Aux Usa, de nombreuses initiatives sont menées sur ce terrain. (cf Jeff Jarvis)

Le mobile est un leurre pour les médias. L'information, tout comme la publicité y sera contrôlée par google qui y a déjà posé sa patte en rachetant admob.
Pour le moment, c'est apple qui semble dominer, mais les autres fabricants vont évidemment répliquer en proposant des OS plus ouverts avec des applications gratuites. Sans compter que Free va prochainement arriver sur le créneau et bousculer les monopoles en place.

Le financement de la vieille presse à coup de subventions gouvernementales ne pourra pas la sauver indéfiniment. Nombreux sont ceux qui vont rester sur le bord du chemin parce qu'ils n'auront pas osé ou su innover à temps.

M. Raphaël, vous qui êtes d'ordinaire plus volontaire, on perçoit dans vos propos comme une certaine amertume.
Il faut avoir espoir en l'avenir, il y a tellement d'opportunités à saisir et de grandes choses à construire dans le domaine de l'information sur le net.

Unknown a dit…

Ce n'est pas que nos patrons sont moins bons qu'ailleurs mais, face à Google qui investit tous les domaines d'activités possibles et pertinents (n'oubliez pas que Google Analytics informe Google de toutes les tendances utilisateur), les patrons peuvent se sentir démunis. Pourtant avec des ressources humaines ceci n'est pas un si grand problème :)

fredericsidler a dit…

Le lectorat est hyper fragmenté. Le web n'est qu'un canal de distribution supplémentaire. Il faut continuer à livrer du papier à ceux qui le veulent, mais surtout être présent dans les nouveaux médias. C'est clair que si l'éditeur ne connaît pas son lectorat, c'est difficile à imaginer.

Le problème est que pour limiter la casse, les éditeurs coupe dans le personnel et pour continuer à faire un 32, 36, 40 pages comme avant, les sécrétaires de rédaction vont chercher de plus en plus d'informations dans les fils d'agences (AFP, ATS, etc.) Le contenu est donc du contenu que l'on a déjà vu à maintes reprises et qui n'intéresse personne.

Enfin, les journalistes "old school" ne sont toujours pas ouverts à la critique et il est souvent impossible de répondre à un article via des commentaires. L'engagement du lecteur est très important, car c'est lui ensuite qui va devenir l'ambassadeur de votre marque.

Unknown a dit…

Le problème, c'est qu'on est encore en plein dans la transition. La situation est donc TRES difficile pour les "pure players", qui sont encore des avant-gardistes. Les mieux lotis devraient être les journaux papiers, qui peuvent (et DOIVENT) donner à fond dans l'innovation web, tout en se reposant sur les revenus du papier qui subsistent, en attendant que le nouveau modèle économique se définisse (régies pub qui petit à petit vont adapter leur offre, audience web qui va mécaniquement augmenter avec la prochaine génération): certains semblent prendre le virage (NYTimes, The Guardian, Elpais), d'autres (comme le dit Pierre Chappaz) se réveilleront trop tard (aïe les français...). Reste le problème des journalistes "old school", qui freinent l'innovation sur le web... mais ceci dit, je vois plutôt ça comme un signe positif: si ce sont eux le problème majeur, y'a qu'à attendre qu'ils partent. Transition longue et difficile... il faut laisser le temps faire son œuvre.

^^^^

À faire :: Reproduisez, dans les commentaires sur l'avenir de la presse, le passage qui commence par « Le lectorat est » et se poursuit jusqu'à « difficile à imaginer. ». Le matériel ci-dessous est sans lien avec le texte.

^^^^

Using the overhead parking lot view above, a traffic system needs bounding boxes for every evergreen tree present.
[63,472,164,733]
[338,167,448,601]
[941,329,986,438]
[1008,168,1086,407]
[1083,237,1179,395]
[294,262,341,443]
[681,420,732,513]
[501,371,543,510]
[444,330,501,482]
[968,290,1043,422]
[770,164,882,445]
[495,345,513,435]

^^^^

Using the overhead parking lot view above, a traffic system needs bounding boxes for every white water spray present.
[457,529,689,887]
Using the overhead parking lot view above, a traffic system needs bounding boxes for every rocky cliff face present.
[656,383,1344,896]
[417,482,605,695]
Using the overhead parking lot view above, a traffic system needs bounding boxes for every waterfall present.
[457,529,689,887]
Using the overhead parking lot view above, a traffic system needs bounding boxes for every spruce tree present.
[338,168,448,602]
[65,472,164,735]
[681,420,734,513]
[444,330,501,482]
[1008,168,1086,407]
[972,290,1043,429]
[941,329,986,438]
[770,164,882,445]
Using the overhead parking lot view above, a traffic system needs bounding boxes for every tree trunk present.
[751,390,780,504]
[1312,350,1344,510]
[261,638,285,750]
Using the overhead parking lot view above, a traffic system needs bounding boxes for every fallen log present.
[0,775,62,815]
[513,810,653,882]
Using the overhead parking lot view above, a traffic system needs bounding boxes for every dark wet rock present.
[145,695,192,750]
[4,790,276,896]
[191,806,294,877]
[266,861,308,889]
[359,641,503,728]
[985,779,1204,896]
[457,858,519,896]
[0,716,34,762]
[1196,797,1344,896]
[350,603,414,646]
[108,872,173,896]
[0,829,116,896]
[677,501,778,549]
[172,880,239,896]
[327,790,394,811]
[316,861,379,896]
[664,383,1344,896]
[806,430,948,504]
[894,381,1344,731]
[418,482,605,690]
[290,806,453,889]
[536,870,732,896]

^^^^

Résultat ::
Le lectorat est hyper fragmenté. Le web n'est qu'un canal de distribution supplémentaire. Il faut continuer à livrer du papier à ceux qui le veulent, mais surtout être présent dans les nouveaux médias. C'est clair que si l'éditeur ne connaît pas son lectorat, c'est difficile à imaginer.